→ **TEXT PASSAGE**
====

To investigate the association between balance and gait measures with fall rates in glaucoma patients.
Balance and gait were measured for 239 participants with glaucoma or suspected glaucoma. Daily falls were evaluated over 24 months. Annual accelerometer trials captured average daily steps. Multivariable negative binomial models evaluated balance and gait associations with average daily steps and rates of falls per time or step, as well as whether balance and gait parameters mediated the association between integrated visual field (IVF) sensitivity and falls.
Average age was 70.5 years (SD = 7.6), and 22% of the participants had moderate to severe visual field damage. Over the first 12 months of the follow-up, the cumulative probability of falling one or more times was 44.8%, and the cumulative probability of falling two or more times was 17.7%. Gait deficits were associated with fewer daily steps (P < 0.03), but no balance parameters were (P > 0.19). Worse balance was associated with a higher rate of falls per year and step (P < 0.03). No gait measures were associated with the rate of falls per year (P > 0.17). More time in double support and greater swing time variability were associated with higher falls per step, and higher velocity and faster cadence were associated with fewer falls per step (P < 0.05 for all). Neither gait nor balance measures mediated the relationship between visual field damage and fall rates. IVF remained an independent predictor of falls per step (rate ratio = 1.36 to 1.48; P < 0.001 to P < 0.005) in multivariable models including individual balance/gait parameters.
Although balance and gait measures are associated with fall rates, they do not explain why persons with greater visual field damage fall more frequently, suggesting the importance of other potential factors such as hazard perception.

====

→ **EXTRACTED ENTRIES**

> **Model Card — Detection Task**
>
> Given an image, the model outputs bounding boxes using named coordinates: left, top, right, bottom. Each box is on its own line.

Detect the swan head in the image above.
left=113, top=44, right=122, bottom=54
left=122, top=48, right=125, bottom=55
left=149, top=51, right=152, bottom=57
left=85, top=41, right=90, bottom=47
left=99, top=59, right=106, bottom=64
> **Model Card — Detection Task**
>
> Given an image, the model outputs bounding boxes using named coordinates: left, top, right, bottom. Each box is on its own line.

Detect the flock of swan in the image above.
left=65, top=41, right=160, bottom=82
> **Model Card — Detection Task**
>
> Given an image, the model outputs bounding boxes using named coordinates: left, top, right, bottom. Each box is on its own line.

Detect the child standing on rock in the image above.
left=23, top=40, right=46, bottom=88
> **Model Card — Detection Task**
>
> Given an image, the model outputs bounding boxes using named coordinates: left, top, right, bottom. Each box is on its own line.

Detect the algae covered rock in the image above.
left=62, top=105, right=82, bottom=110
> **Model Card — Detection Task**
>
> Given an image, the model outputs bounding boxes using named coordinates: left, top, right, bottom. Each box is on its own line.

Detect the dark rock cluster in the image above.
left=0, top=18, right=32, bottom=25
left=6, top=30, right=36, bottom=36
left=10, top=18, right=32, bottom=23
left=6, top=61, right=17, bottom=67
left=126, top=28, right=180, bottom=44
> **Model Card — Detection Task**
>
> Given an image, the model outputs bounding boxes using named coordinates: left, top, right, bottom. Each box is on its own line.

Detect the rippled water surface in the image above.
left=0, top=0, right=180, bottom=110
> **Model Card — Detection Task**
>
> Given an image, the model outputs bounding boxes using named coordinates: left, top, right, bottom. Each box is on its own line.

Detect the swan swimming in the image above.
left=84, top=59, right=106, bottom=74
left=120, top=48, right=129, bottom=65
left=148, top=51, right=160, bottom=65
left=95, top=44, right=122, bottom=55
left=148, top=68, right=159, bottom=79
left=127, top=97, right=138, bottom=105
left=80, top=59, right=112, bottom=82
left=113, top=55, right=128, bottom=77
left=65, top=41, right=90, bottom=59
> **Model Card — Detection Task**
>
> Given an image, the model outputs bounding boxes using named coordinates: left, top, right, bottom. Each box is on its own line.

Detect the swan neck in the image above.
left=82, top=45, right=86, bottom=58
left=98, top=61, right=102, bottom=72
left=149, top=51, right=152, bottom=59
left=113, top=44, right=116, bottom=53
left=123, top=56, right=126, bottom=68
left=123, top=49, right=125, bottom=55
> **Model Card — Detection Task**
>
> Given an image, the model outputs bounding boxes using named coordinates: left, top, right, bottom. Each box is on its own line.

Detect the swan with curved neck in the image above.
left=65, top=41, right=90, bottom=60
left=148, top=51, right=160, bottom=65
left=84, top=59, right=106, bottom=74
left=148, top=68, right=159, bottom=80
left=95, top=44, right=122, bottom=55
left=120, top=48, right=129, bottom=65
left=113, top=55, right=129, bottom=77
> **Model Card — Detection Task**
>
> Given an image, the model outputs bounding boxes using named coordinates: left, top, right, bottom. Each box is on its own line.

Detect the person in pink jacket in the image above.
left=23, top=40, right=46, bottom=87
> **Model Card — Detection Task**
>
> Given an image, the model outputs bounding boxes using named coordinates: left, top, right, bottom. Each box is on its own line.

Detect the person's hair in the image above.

====

→ **WHAT YOU ARE ASKED TO DO**
Rewrite the glaucoma abstract starting at "To investigate the" and ending at "sensitivity and falls.", putting "pedometer" in place of "accelerometer". Rely only on the abstract itself, not on the items.

→ **EXERCISE OUTPUT**
To investigate the association between balance and gait measures with fall rates in glaucoma patients.
Balance and gait were measured for 239 participants with glaucoma or suspected glaucoma. Daily falls were evaluated over 24 months. Annual pedometer trials captured average daily steps. Multivariable negative binomial models evaluated balance and gait associations with average daily steps and rates of falls per time or step, as well as whether balance and gait parameters mediated the association between integrated visual field (IVF) sensitivity and falls.